__Source extract__
━━━━━━

Monday, July 03, 2017

Is An Enemy of Humanity Not Your Enemy Too?



If someone is poised to inflict irreparable harm to humanity, especially when he's motivated by greed or prejudice or narcissism, is that person not an enemy of humanity? And, if that person is an enemy of humanity, is he not your enemy?

It's a question that's not going away, not for the remainder of my lifetime or yours. It's a question that's going to become ever more pressing and for each of us there'll be a point where we'll have to take sides.

And, yes, I'm making this point about Donald Trump but it also applies to his collaborators and lesser enemies of humanity. Eventually that migrates down to their enablers, backers and adherents. You either stand with them inside that circle or you stand outside their circle. Think about it.

━━━━━━

__Records__
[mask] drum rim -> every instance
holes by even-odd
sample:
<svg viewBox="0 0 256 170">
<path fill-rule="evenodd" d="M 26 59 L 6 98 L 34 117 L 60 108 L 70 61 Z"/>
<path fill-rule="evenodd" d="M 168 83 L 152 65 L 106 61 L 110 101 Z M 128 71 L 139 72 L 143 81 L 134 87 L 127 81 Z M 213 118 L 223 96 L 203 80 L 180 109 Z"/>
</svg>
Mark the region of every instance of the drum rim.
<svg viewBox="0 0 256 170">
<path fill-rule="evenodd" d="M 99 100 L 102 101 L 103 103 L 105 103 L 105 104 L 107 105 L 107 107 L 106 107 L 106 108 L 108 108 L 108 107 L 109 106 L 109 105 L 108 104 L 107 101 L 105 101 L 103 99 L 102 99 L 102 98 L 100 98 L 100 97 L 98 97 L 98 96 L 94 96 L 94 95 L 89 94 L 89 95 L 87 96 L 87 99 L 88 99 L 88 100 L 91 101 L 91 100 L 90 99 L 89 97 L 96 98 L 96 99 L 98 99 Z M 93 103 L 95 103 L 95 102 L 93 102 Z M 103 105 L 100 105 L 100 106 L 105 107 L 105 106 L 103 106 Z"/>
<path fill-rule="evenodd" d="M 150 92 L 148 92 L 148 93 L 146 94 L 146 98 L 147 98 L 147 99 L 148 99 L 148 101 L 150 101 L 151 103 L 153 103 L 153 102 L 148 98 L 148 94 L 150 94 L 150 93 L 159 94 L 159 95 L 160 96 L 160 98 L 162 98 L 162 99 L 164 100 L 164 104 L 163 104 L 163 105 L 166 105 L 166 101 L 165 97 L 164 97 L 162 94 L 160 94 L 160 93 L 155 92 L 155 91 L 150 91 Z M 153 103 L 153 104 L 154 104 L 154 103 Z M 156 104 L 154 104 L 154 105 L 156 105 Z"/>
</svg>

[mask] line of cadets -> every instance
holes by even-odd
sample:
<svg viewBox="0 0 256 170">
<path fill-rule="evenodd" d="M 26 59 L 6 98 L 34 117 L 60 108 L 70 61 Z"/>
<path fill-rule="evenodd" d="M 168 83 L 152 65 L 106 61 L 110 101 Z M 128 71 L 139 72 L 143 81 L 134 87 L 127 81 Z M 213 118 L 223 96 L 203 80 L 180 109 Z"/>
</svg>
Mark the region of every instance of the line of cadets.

━━━━━━

__Activity 1__
List the motivations that the blog post on enemies of humanity names for someone poised to inflict irreparable harm.
__Activity 2__
Restate the part of the blog post on enemies of humanity that opens with the words containing "Is An Enemy of Humanity Not" and closes with "Think about it.", putting "accomplices" in place of "collaborators".

__Output 1__
greed, prejudice, narcissism

__Output 2__
Is An Enemy of Humanity Not Your Enemy Too?



If someone is poised to inflict irreparable harm to humanity, especially when he's motivated by greed or prejudice or narcissism, is that person not an enemy of humanity? And, if that person is an enemy of humanity, is he not your enemy?

It's a question that's not going away, not for the remainder of my lifetime or yours. It's a question that's going to become ever more pressing and for each of us there'll be a point where we'll have to take sides.

And, yes, I'm making this point about Donald Trump but it also applies to his accomplices and lesser enemies of humanity. Eventually that migrates down to their enablers, backers and adherents. You either stand with them inside that circle or you stand outside their circle. Think about it.